(Stored items)
☆ ☆ ☆ ☆

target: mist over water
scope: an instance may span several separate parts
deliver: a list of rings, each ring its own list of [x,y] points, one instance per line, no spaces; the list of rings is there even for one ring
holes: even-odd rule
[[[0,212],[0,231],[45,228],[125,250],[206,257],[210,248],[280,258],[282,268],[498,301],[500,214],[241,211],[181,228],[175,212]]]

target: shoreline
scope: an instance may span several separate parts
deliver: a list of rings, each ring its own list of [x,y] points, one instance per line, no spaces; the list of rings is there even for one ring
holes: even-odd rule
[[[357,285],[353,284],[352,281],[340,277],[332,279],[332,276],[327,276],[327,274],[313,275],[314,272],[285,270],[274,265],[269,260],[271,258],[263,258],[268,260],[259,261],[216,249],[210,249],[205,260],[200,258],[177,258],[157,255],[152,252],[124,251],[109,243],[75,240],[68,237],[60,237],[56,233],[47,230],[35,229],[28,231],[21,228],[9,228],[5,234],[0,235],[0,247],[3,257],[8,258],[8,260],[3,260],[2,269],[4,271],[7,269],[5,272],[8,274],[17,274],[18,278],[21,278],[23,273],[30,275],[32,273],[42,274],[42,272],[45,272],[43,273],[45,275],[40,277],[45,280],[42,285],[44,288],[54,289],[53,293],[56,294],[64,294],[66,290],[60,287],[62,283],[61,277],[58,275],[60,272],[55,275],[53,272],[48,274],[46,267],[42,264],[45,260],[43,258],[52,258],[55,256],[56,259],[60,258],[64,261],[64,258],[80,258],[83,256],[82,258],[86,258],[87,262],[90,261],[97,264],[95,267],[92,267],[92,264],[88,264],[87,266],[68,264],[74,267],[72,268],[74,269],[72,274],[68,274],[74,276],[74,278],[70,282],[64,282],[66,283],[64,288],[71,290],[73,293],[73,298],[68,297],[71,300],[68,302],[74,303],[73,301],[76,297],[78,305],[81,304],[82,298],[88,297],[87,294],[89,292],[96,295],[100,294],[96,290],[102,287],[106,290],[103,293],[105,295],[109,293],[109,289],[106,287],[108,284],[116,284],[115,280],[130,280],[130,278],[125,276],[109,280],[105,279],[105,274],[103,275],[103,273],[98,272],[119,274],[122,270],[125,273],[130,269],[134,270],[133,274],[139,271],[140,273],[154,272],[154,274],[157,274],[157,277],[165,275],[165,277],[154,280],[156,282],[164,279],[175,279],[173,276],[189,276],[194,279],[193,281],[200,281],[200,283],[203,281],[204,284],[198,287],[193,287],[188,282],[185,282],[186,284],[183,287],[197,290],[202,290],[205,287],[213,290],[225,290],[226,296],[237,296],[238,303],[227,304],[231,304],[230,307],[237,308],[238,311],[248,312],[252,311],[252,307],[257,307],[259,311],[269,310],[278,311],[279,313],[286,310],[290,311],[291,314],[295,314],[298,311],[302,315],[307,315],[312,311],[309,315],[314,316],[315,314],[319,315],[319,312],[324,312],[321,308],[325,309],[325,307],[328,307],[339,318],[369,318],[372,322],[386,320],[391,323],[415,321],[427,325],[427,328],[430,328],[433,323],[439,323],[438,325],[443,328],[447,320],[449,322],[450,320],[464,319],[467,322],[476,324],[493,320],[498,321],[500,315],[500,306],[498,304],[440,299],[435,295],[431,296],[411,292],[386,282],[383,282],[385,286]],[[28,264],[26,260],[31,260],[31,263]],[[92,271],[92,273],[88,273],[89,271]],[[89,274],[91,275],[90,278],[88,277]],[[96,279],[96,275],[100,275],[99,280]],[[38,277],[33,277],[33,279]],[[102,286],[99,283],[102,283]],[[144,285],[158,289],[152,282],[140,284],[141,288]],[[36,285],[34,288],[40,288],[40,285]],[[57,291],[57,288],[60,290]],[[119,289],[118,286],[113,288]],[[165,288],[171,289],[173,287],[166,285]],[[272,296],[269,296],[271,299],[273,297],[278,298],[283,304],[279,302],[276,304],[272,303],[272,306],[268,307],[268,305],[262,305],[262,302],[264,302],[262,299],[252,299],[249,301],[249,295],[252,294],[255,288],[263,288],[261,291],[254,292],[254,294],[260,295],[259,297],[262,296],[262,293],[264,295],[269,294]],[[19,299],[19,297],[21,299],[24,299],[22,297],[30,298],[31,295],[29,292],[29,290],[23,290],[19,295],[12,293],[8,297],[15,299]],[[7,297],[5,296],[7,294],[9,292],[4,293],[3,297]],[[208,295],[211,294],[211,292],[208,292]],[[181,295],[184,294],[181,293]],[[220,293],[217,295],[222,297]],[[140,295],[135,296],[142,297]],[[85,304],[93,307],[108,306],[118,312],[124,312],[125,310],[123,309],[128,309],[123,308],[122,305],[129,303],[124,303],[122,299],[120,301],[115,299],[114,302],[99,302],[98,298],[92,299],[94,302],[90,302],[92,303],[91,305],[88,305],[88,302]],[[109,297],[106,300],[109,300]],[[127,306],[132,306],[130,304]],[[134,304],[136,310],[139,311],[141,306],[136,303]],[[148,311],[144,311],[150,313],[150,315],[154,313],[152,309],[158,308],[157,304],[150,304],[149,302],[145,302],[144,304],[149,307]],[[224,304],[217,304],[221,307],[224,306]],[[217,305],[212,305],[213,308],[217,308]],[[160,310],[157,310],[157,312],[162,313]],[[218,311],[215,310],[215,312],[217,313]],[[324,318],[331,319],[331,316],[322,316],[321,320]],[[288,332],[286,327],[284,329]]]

☆ ☆ ☆ ☆

The records above need copying. Do it exactly.

target: mist over water
scope: an instance may span several separate parts
deliver: a list of rings, each ring its own list of [x,y] points, one instance per line, no spaces; the list of rings is there even for one ring
holes: even-odd rule
[[[0,212],[0,231],[45,228],[125,250],[206,257],[210,248],[280,258],[282,268],[498,301],[500,214],[241,211],[181,228],[175,212]]]

target: shoreline
scope: an instance may span several separate parts
deliver: a list of rings, each ring its own list of [x,y] points, one instance per line, no spaces; the list of rings is there even for one ring
holes: even-odd rule
[[[357,285],[353,284],[352,281],[340,277],[332,279],[332,276],[327,276],[327,274],[313,275],[314,272],[285,270],[274,265],[269,260],[271,258],[263,258],[268,260],[259,261],[216,249],[210,249],[205,260],[200,258],[177,258],[157,255],[152,252],[124,251],[109,243],[75,240],[68,237],[60,237],[56,233],[47,230],[35,229],[28,231],[21,228],[9,228],[5,234],[0,235],[0,247],[3,257],[8,258],[8,260],[3,260],[2,269],[4,271],[7,269],[5,272],[8,274],[17,274],[18,278],[21,278],[23,273],[30,275],[32,273],[42,274],[42,272],[45,272],[43,273],[45,275],[40,277],[45,280],[42,285],[44,288],[54,289],[53,293],[56,294],[64,294],[66,290],[60,287],[62,283],[61,277],[58,275],[60,272],[55,275],[53,272],[48,274],[46,267],[42,264],[45,260],[43,258],[52,258],[55,256],[56,259],[60,258],[64,261],[64,258],[80,258],[83,256],[82,258],[86,258],[87,262],[90,261],[97,264],[95,267],[92,267],[92,264],[88,264],[87,266],[68,264],[74,267],[72,268],[74,269],[72,274],[68,274],[74,276],[74,278],[70,282],[64,282],[66,283],[64,288],[71,290],[73,293],[73,298],[68,297],[71,300],[68,302],[74,303],[73,301],[76,297],[78,305],[81,304],[82,298],[88,297],[87,294],[89,292],[96,295],[100,294],[96,290],[102,287],[106,290],[103,293],[105,295],[109,293],[109,289],[106,287],[108,284],[116,284],[115,280],[130,280],[130,278],[125,276],[109,280],[105,279],[105,274],[103,275],[103,273],[98,272],[119,274],[122,270],[125,273],[130,269],[134,270],[133,274],[139,271],[140,273],[154,272],[154,274],[157,274],[157,277],[165,275],[165,277],[154,280],[156,282],[164,279],[175,279],[173,276],[189,276],[194,279],[193,281],[200,281],[200,283],[203,281],[204,284],[198,287],[193,287],[188,282],[185,282],[186,284],[183,287],[197,290],[202,290],[205,287],[213,290],[225,290],[226,296],[237,296],[238,303],[227,304],[231,304],[230,307],[237,308],[238,311],[248,312],[252,311],[252,307],[257,307],[259,311],[269,310],[278,311],[279,313],[286,310],[290,311],[291,314],[295,314],[298,311],[302,315],[307,315],[312,311],[309,315],[314,316],[315,314],[319,315],[319,312],[324,312],[321,308],[325,309],[325,307],[328,307],[339,318],[369,318],[372,322],[386,320],[391,323],[415,321],[427,325],[427,328],[430,328],[433,323],[439,323],[438,325],[443,328],[447,320],[449,322],[450,320],[464,319],[467,322],[476,324],[493,320],[498,321],[500,315],[500,306],[498,304],[440,299],[435,295],[431,296],[411,292],[386,282],[383,282],[385,286]],[[28,264],[26,260],[31,260],[31,263]],[[92,271],[92,273],[88,273],[89,271]],[[89,274],[91,275],[90,278],[88,277]],[[96,279],[96,275],[100,275],[99,280]],[[38,277],[33,277],[33,279]],[[102,286],[99,283],[102,283]],[[144,285],[158,289],[152,282],[140,284],[141,288]],[[36,285],[34,288],[40,288],[40,285]],[[57,291],[57,288],[60,290]],[[119,289],[118,286],[113,288]],[[165,288],[171,289],[173,287],[166,285]],[[272,296],[269,296],[271,299],[273,297],[278,298],[283,304],[279,302],[276,304],[272,303],[272,306],[268,307],[268,305],[262,305],[262,302],[264,302],[262,299],[252,299],[249,301],[249,295],[252,294],[255,288],[263,288],[261,291],[254,292],[254,294],[260,295],[259,297],[262,296],[262,293],[264,295],[269,294]],[[19,299],[19,297],[21,299],[24,299],[22,297],[30,298],[31,295],[29,292],[29,290],[23,290],[19,295],[12,293],[8,297],[15,299]],[[7,297],[5,296],[7,294],[9,292],[4,293],[3,297]],[[208,295],[211,294],[211,292],[208,292]],[[181,295],[184,294],[181,293]],[[220,293],[217,295],[222,297]],[[140,295],[135,296],[142,297]],[[85,304],[93,307],[108,306],[118,312],[124,312],[125,310],[123,309],[128,309],[123,308],[122,305],[129,303],[124,303],[122,299],[120,301],[115,299],[114,302],[99,302],[98,298],[92,299],[94,302],[90,302],[92,303],[91,305],[88,305],[88,302]],[[109,297],[106,300],[109,300]],[[127,306],[132,306],[130,304]],[[134,304],[136,310],[139,311],[141,306],[136,303]],[[148,311],[144,311],[150,313],[150,315],[154,313],[152,309],[158,308],[157,304],[150,304],[149,302],[145,302],[144,304],[149,307]],[[224,304],[217,304],[221,307],[224,306]],[[217,305],[212,305],[213,308],[217,308]],[[160,310],[157,310],[157,312],[162,313]],[[218,311],[215,310],[215,312],[217,313]],[[324,318],[331,319],[331,316],[322,316],[321,320]],[[288,332],[286,327],[284,329]]]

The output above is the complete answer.